======== SOURCE MATERIAL ========

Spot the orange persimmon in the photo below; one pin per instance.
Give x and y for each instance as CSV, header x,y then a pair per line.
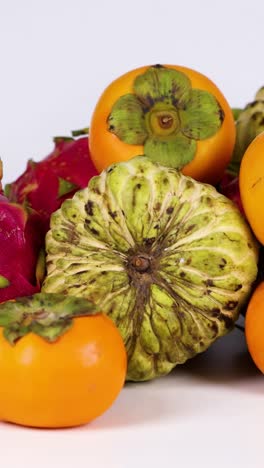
x,y
251,185
172,114
64,383
254,326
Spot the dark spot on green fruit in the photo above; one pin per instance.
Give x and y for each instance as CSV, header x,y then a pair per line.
x,y
221,114
190,228
213,327
215,312
231,305
223,263
94,231
113,214
252,104
170,210
229,322
89,207
148,241
209,282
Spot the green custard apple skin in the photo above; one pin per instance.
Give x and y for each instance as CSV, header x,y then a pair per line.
x,y
168,258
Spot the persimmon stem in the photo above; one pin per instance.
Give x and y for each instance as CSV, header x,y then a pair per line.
x,y
240,327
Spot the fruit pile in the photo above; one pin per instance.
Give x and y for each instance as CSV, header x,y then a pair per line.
x,y
132,247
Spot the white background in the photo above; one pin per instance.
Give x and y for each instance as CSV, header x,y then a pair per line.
x,y
56,57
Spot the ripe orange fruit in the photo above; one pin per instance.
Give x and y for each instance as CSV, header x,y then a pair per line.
x,y
172,114
251,185
254,326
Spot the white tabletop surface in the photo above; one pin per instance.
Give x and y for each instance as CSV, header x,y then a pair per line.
x,y
56,58
207,413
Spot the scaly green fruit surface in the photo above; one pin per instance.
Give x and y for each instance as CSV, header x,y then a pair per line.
x,y
169,259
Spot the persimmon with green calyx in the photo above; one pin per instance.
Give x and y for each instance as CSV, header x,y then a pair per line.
x,y
62,362
174,115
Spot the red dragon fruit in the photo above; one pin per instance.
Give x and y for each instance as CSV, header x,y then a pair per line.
x,y
20,247
46,184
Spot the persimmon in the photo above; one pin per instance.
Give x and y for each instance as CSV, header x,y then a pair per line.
x,y
254,326
172,114
61,364
251,185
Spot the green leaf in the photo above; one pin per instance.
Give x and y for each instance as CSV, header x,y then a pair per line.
x,y
176,152
65,187
14,332
47,315
203,116
127,120
53,332
162,84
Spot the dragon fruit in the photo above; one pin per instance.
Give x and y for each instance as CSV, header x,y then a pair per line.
x,y
46,184
21,232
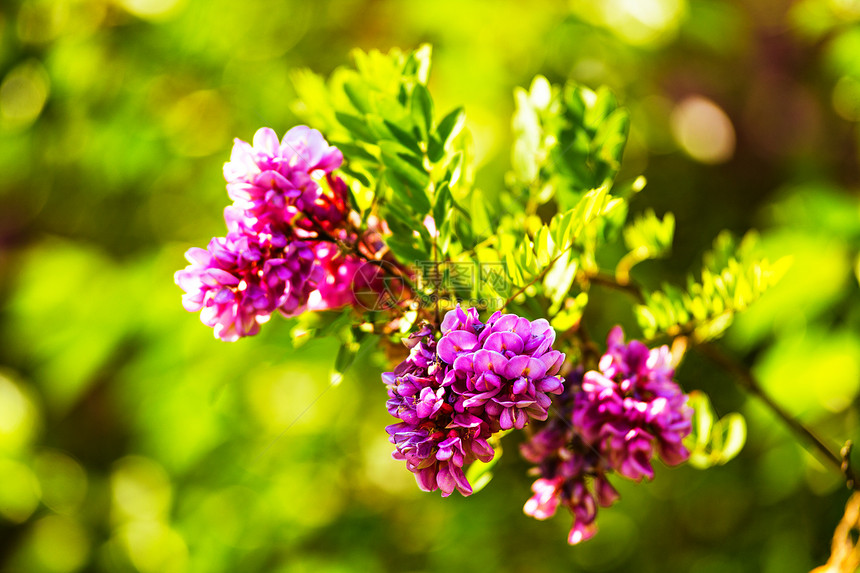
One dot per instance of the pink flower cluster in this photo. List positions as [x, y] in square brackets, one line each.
[453, 395]
[613, 419]
[281, 251]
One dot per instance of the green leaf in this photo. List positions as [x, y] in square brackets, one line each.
[734, 429]
[422, 110]
[423, 57]
[732, 278]
[713, 442]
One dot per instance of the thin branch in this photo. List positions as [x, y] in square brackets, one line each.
[609, 281]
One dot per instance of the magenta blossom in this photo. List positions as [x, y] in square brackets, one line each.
[286, 229]
[454, 394]
[435, 441]
[632, 406]
[506, 367]
[609, 420]
[239, 280]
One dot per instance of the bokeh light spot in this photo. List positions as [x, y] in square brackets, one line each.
[154, 547]
[151, 9]
[846, 98]
[63, 481]
[703, 130]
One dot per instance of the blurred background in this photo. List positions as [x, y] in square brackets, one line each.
[132, 440]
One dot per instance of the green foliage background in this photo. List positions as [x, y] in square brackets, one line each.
[131, 440]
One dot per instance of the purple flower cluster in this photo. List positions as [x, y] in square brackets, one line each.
[453, 394]
[611, 420]
[280, 252]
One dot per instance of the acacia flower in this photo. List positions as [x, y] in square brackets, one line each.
[506, 367]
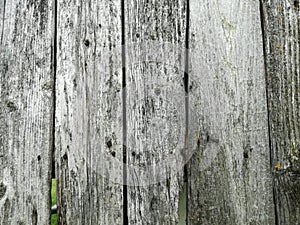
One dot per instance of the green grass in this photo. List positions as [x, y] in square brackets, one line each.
[53, 201]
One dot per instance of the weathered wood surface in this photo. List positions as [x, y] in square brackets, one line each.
[282, 36]
[155, 61]
[230, 178]
[89, 112]
[26, 78]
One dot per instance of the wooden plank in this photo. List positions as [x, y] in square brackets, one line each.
[281, 26]
[89, 112]
[26, 104]
[230, 178]
[155, 40]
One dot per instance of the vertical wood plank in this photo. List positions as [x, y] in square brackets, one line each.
[26, 104]
[155, 40]
[230, 177]
[89, 112]
[282, 35]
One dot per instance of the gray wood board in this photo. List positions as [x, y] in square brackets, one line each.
[229, 176]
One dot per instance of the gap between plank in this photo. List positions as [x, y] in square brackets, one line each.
[186, 87]
[262, 20]
[124, 129]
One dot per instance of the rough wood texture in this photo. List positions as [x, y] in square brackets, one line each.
[230, 177]
[26, 75]
[282, 49]
[89, 112]
[155, 39]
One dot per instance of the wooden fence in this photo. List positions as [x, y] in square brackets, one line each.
[200, 97]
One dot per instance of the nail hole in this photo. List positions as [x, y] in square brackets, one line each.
[87, 43]
[109, 144]
[65, 156]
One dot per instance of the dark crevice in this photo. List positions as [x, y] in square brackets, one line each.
[124, 130]
[263, 27]
[54, 70]
[186, 87]
[3, 18]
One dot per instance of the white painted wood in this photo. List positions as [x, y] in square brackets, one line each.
[89, 112]
[26, 105]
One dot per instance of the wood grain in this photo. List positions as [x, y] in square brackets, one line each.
[282, 36]
[230, 178]
[26, 106]
[89, 112]
[155, 40]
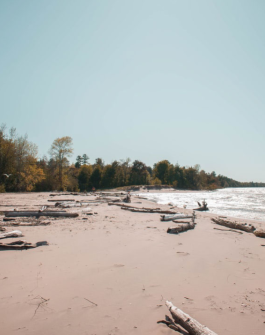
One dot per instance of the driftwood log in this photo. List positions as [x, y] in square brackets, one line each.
[14, 233]
[37, 213]
[20, 245]
[61, 200]
[192, 326]
[147, 210]
[249, 228]
[259, 233]
[25, 224]
[128, 206]
[181, 228]
[203, 207]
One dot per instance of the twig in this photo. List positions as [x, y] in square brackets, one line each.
[91, 301]
[172, 325]
[234, 231]
[42, 302]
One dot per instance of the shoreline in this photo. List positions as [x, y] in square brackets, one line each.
[128, 265]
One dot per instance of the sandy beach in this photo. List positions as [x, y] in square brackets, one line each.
[111, 273]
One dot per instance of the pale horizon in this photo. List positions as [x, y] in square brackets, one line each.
[152, 80]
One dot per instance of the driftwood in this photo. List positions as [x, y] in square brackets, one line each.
[181, 228]
[147, 210]
[14, 233]
[67, 205]
[128, 206]
[177, 216]
[38, 213]
[203, 207]
[192, 326]
[71, 193]
[249, 228]
[259, 233]
[20, 245]
[61, 200]
[25, 224]
[234, 231]
[8, 219]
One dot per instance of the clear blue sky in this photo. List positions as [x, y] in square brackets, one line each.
[150, 80]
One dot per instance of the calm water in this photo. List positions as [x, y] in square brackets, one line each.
[248, 203]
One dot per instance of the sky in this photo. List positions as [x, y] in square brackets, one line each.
[144, 79]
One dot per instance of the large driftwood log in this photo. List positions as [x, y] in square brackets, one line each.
[249, 228]
[259, 233]
[181, 228]
[147, 210]
[36, 213]
[61, 200]
[19, 245]
[26, 224]
[14, 233]
[187, 322]
[203, 207]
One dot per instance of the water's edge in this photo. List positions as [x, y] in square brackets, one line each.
[247, 203]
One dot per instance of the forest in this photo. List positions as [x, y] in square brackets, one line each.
[22, 171]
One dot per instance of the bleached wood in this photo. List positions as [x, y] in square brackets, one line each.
[187, 322]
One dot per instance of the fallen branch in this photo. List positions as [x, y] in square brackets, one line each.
[20, 245]
[91, 302]
[192, 326]
[178, 216]
[37, 213]
[14, 233]
[42, 302]
[27, 224]
[259, 233]
[172, 325]
[233, 231]
[181, 228]
[61, 200]
[147, 210]
[249, 228]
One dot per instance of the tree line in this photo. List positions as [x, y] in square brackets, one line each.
[21, 170]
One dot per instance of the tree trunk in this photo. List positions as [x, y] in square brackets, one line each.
[15, 233]
[187, 322]
[28, 213]
[181, 227]
[18, 245]
[259, 233]
[147, 210]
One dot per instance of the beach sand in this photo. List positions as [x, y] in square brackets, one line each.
[112, 272]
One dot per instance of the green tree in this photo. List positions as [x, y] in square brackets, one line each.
[84, 177]
[161, 170]
[139, 174]
[96, 176]
[60, 150]
[79, 161]
[85, 159]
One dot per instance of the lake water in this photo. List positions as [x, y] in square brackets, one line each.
[248, 203]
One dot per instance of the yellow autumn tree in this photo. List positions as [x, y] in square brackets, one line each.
[60, 150]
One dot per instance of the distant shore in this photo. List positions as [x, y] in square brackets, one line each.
[111, 272]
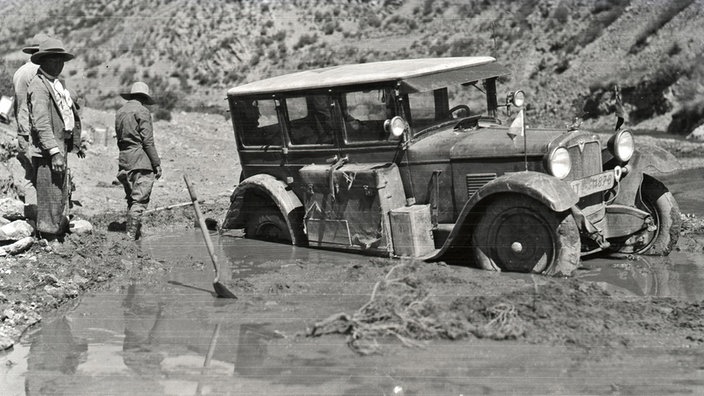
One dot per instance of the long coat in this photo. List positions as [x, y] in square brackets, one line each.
[46, 124]
[135, 138]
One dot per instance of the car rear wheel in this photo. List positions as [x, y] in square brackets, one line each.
[657, 200]
[267, 224]
[516, 233]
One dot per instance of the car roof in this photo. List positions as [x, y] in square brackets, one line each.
[409, 75]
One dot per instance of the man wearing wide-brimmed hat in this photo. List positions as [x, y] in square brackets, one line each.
[55, 131]
[139, 164]
[20, 81]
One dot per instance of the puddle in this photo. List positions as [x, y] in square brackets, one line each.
[241, 256]
[687, 187]
[176, 340]
[680, 275]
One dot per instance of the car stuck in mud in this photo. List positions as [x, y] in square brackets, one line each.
[419, 158]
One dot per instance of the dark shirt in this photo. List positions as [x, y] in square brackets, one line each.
[135, 137]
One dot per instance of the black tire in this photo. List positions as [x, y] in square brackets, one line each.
[517, 233]
[657, 200]
[267, 224]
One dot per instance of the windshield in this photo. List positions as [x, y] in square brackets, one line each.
[449, 104]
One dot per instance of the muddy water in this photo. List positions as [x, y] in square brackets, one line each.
[176, 338]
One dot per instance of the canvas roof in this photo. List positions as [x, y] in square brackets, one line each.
[411, 75]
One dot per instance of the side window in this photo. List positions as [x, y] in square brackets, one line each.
[422, 106]
[364, 113]
[258, 122]
[310, 120]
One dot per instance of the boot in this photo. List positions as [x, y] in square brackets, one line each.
[131, 227]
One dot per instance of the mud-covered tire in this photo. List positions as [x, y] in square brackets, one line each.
[267, 223]
[657, 200]
[517, 233]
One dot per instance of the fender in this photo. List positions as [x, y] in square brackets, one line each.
[548, 190]
[649, 160]
[277, 191]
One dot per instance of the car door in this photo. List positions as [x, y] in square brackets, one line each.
[312, 135]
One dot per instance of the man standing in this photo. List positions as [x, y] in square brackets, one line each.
[20, 81]
[55, 131]
[139, 164]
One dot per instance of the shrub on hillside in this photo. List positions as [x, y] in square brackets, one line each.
[305, 39]
[670, 11]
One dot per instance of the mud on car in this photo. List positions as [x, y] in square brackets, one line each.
[418, 158]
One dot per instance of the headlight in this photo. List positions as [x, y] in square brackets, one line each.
[622, 146]
[559, 163]
[517, 98]
[396, 126]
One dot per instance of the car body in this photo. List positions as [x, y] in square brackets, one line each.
[418, 157]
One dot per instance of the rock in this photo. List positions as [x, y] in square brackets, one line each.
[79, 280]
[11, 209]
[6, 343]
[18, 247]
[80, 227]
[15, 231]
[697, 134]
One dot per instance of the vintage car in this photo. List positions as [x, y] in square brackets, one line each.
[420, 158]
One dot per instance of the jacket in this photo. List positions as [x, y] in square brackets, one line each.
[20, 80]
[135, 138]
[45, 122]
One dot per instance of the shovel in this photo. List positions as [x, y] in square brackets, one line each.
[220, 289]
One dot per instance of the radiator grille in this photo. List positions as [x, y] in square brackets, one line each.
[475, 181]
[585, 162]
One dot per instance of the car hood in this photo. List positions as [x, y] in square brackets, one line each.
[481, 143]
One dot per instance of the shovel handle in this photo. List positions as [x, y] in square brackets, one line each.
[203, 227]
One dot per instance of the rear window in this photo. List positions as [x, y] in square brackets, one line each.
[257, 122]
[364, 113]
[310, 120]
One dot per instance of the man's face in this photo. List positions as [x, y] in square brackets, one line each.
[52, 65]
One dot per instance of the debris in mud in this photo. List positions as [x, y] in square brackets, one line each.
[403, 307]
[568, 312]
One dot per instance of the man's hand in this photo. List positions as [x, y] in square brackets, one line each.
[57, 163]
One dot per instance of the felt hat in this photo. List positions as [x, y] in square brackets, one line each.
[51, 47]
[139, 89]
[33, 43]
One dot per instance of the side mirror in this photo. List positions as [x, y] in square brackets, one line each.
[517, 98]
[396, 126]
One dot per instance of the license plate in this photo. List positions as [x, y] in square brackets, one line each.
[595, 183]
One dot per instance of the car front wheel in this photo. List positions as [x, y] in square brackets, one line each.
[657, 200]
[517, 233]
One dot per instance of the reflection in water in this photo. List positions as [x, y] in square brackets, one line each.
[54, 352]
[169, 339]
[679, 275]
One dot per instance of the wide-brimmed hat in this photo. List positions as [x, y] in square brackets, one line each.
[33, 44]
[51, 47]
[139, 89]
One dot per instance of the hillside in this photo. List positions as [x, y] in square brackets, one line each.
[566, 54]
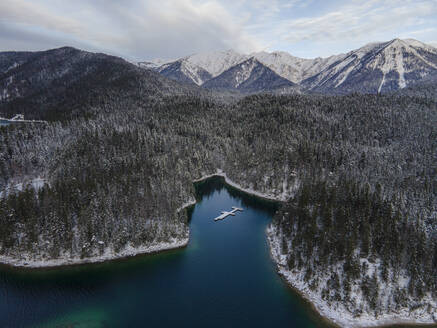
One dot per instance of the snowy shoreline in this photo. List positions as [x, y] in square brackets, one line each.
[318, 305]
[220, 173]
[108, 255]
[339, 318]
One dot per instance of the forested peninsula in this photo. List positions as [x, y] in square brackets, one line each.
[110, 173]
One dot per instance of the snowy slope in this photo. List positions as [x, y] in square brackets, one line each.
[249, 76]
[377, 67]
[293, 68]
[198, 68]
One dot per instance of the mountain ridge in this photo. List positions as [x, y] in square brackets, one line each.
[374, 68]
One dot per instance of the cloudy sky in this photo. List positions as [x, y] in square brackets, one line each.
[148, 29]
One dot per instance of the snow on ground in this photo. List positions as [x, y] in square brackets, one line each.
[36, 184]
[337, 312]
[28, 261]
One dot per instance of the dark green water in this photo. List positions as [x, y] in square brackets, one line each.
[224, 278]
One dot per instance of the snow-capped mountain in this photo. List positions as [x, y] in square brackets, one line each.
[293, 68]
[249, 76]
[65, 81]
[376, 67]
[199, 68]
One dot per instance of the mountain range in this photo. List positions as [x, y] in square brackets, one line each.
[373, 68]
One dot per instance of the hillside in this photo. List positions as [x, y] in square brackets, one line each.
[379, 67]
[111, 174]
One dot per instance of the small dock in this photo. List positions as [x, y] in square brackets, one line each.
[225, 214]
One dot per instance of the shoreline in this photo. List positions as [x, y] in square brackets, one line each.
[329, 315]
[129, 252]
[108, 256]
[314, 303]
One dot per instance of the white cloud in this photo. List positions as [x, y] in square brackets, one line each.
[139, 29]
[358, 21]
[145, 29]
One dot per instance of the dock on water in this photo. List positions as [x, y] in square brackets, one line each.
[225, 214]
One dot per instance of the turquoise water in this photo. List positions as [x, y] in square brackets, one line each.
[224, 278]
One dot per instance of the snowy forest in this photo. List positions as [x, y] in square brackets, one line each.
[358, 173]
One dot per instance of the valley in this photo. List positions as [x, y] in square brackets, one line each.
[349, 153]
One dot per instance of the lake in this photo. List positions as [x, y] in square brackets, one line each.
[224, 278]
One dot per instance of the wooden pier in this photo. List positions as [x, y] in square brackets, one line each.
[225, 214]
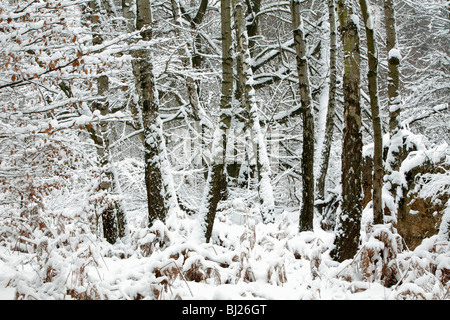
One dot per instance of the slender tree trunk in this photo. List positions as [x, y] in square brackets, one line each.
[395, 152]
[248, 103]
[113, 219]
[154, 155]
[216, 184]
[393, 64]
[130, 21]
[372, 75]
[307, 209]
[329, 125]
[253, 8]
[349, 221]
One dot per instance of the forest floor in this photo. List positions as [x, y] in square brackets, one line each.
[246, 260]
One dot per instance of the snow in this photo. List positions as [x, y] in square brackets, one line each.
[395, 53]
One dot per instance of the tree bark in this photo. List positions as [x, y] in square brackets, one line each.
[307, 209]
[372, 75]
[216, 184]
[329, 125]
[349, 221]
[248, 103]
[153, 138]
[393, 64]
[113, 219]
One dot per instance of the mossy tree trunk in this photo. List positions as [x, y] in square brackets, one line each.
[372, 75]
[307, 208]
[349, 222]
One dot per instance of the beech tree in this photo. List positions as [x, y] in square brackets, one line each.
[307, 210]
[349, 220]
[157, 176]
[216, 184]
[372, 75]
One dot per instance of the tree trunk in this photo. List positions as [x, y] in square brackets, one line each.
[307, 209]
[113, 219]
[248, 103]
[393, 64]
[329, 125]
[216, 184]
[154, 155]
[372, 76]
[349, 221]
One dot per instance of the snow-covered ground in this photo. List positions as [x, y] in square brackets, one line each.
[246, 260]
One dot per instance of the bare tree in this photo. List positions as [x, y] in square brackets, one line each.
[158, 196]
[349, 221]
[216, 184]
[307, 209]
[372, 75]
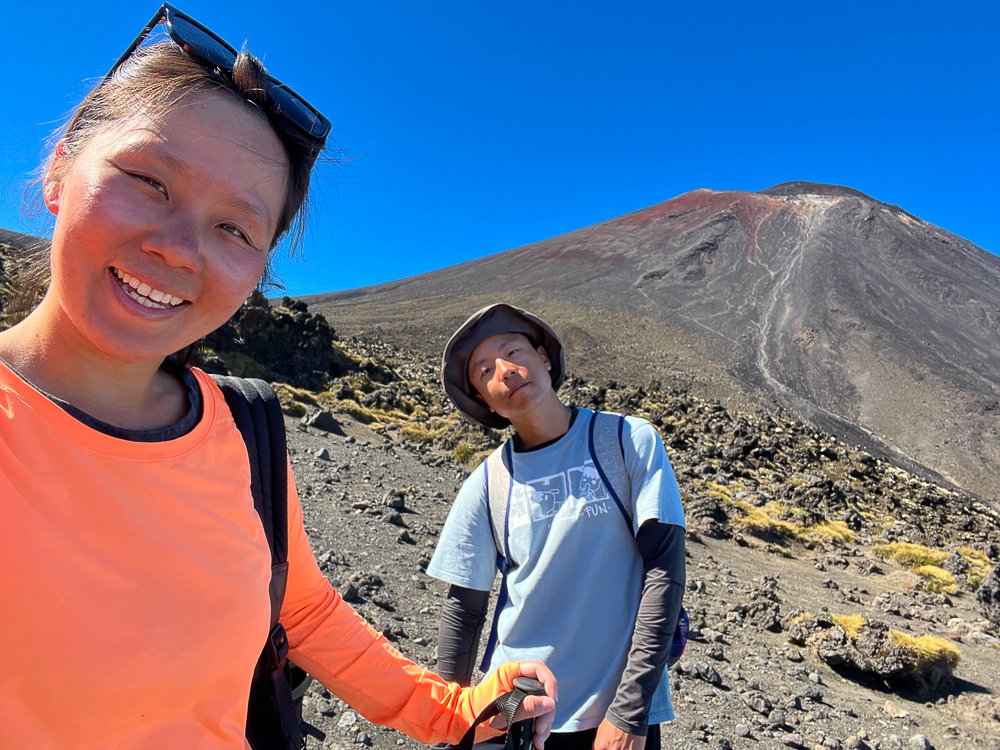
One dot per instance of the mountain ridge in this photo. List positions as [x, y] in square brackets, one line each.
[849, 311]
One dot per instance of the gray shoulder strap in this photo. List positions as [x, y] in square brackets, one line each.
[607, 449]
[499, 476]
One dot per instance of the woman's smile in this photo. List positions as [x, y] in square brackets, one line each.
[176, 213]
[145, 294]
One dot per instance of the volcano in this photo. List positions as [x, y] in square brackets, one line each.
[849, 312]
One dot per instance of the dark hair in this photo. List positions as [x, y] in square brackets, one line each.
[160, 76]
[152, 80]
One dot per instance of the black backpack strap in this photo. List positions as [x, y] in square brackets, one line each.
[273, 719]
[499, 485]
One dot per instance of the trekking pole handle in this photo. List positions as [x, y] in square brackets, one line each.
[529, 685]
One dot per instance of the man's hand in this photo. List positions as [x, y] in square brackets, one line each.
[541, 708]
[610, 737]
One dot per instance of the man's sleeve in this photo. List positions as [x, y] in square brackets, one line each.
[659, 526]
[462, 617]
[655, 495]
[466, 552]
[662, 549]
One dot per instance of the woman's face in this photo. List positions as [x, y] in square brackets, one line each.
[163, 227]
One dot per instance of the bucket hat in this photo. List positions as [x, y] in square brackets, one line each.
[491, 320]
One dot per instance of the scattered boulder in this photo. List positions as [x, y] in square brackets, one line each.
[870, 647]
[989, 599]
[324, 420]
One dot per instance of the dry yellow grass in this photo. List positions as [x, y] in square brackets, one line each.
[834, 531]
[850, 624]
[979, 566]
[927, 649]
[910, 555]
[936, 579]
[766, 521]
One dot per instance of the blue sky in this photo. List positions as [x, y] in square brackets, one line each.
[477, 127]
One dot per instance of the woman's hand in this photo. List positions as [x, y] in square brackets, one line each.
[610, 737]
[541, 708]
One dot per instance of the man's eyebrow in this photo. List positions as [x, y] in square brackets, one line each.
[502, 344]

========

→ **EXERCISE**: Which lines hold the word "dragon"? Return all of them from the records above.

→ **OUTPUT FOR THIS EXERCISE**:
Spot the red dragon fruit in the photo above; one pin per instance.
Spot the dragon fruit in the photo above; one pin per instance.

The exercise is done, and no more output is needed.